Exercise brief
Check each line of the material below for the word "winding". State how many lines have it, and nothing more.

Records shown
◆ ◆ ◆

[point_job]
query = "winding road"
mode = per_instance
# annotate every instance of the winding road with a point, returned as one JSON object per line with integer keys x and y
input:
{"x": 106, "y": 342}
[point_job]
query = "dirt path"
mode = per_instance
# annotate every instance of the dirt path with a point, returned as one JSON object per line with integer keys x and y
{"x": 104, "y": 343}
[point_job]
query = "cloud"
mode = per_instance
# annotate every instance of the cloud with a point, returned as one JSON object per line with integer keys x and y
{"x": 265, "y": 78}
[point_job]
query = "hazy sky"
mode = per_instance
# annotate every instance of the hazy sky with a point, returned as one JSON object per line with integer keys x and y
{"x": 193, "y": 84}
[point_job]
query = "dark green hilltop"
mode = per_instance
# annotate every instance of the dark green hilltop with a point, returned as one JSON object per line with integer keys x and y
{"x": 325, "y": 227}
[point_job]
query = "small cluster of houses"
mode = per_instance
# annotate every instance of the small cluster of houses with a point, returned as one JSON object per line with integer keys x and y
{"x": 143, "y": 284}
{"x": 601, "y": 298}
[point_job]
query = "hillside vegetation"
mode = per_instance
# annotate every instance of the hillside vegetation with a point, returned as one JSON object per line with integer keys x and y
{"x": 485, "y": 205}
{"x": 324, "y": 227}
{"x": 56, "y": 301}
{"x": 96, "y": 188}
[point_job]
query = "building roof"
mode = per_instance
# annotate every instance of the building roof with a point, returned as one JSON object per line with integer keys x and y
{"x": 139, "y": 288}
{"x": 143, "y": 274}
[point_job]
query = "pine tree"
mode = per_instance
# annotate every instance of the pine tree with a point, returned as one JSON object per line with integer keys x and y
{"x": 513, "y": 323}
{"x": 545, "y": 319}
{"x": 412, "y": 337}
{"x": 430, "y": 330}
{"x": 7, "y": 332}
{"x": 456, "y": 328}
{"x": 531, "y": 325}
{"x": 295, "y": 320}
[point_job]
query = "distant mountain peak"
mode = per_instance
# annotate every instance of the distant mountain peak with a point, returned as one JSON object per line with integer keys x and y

◆ ◆ ◆

Your solution
2